RECORDS PROVIDED -

· · · ·

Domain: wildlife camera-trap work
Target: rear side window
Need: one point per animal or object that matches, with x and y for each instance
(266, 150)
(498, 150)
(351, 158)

· · · ·

EXERCISE TASK - Extract every line of the records above and reproduce each one verbatim.

THE SOLUTION -
Domain: wildlife camera-trap work
Target: rear side window
Need: one point per animal or object that matches, with x and y for each instance
(266, 150)
(498, 150)
(351, 158)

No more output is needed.